— WRITTEN REQUEST —
Present the lines from the one containing "Where can the ccm" through the end of the records as a Markdown table with the columns Row and Line, leaving out blank lines.

— SUPPLIED INFORMATION —
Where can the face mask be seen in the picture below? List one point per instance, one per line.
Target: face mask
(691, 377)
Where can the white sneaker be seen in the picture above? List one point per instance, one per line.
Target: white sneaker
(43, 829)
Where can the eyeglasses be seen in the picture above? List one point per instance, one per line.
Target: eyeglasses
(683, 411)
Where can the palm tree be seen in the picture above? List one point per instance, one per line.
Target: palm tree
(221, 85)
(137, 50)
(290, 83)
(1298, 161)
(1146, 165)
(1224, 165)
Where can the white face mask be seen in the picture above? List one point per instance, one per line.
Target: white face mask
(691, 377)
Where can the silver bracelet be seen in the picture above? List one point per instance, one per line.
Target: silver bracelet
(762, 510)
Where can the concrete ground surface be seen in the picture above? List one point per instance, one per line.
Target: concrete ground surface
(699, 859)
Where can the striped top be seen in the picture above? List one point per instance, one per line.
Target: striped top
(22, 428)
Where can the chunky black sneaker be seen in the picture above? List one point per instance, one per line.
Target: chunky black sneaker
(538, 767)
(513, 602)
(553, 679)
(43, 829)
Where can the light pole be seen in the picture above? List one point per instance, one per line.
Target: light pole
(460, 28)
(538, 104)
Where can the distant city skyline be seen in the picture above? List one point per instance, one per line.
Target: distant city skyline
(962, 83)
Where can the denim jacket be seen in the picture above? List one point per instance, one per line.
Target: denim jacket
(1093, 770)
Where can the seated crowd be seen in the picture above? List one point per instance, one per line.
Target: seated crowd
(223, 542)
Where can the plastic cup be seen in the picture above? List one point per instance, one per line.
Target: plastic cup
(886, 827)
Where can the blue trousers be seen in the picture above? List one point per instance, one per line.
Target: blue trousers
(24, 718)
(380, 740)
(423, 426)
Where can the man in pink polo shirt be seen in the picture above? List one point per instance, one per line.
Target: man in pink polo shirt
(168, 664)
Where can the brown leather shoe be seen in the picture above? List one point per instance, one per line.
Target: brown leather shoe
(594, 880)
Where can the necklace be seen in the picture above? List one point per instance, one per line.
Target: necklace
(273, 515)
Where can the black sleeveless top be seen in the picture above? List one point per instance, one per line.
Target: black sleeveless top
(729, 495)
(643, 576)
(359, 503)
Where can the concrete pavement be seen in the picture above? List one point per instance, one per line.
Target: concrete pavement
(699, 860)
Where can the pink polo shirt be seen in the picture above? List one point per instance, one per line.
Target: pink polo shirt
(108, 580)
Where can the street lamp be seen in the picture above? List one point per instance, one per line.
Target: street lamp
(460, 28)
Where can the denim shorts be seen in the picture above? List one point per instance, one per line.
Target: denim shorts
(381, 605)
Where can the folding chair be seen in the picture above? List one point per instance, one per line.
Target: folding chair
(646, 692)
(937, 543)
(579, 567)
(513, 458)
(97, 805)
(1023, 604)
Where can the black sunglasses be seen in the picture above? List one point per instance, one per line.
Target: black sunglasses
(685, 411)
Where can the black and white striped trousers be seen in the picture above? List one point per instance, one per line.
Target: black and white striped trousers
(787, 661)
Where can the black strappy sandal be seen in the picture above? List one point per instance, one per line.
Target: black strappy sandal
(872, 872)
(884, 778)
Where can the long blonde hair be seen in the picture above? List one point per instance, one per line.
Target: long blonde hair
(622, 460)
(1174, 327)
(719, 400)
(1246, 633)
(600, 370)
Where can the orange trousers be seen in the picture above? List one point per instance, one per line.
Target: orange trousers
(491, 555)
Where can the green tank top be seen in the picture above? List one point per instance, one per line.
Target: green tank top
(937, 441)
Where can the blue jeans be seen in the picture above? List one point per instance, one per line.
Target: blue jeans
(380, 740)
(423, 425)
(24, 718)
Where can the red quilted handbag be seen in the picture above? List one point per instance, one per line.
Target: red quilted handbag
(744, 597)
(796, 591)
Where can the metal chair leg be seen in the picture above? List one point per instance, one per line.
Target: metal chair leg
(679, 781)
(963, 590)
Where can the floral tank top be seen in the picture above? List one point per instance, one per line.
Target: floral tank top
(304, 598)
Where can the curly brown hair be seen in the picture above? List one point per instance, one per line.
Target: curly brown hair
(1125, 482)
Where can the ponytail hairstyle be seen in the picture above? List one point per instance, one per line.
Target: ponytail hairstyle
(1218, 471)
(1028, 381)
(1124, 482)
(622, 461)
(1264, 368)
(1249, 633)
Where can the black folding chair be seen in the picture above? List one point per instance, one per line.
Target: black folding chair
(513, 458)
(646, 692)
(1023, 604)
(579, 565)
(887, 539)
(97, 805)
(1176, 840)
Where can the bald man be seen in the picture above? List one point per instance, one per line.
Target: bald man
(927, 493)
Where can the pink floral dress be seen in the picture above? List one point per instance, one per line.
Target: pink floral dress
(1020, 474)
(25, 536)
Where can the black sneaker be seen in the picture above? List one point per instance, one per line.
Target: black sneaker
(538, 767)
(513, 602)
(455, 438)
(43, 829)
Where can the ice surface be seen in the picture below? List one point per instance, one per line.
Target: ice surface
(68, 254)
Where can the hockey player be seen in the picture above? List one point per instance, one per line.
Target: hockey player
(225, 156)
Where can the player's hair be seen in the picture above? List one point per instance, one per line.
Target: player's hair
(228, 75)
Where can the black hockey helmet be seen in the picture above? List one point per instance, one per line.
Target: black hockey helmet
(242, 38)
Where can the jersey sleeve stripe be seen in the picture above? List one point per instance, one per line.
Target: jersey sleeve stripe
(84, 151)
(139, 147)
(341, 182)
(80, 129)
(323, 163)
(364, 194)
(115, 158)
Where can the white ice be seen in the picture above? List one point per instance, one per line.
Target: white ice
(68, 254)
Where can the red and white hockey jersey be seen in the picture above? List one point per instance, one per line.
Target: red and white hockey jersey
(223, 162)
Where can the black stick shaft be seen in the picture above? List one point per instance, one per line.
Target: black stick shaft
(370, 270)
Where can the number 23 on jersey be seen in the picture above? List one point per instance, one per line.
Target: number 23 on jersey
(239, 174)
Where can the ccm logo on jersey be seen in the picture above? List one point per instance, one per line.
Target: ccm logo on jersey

— CORRECT RESPONSE —
| Row | Line |
|---|---|
| 1 | Where can the ccm logo on jersey be seen in the picture above? List one point per instance, one per line. |
| 2 | Target: ccm logo on jersey |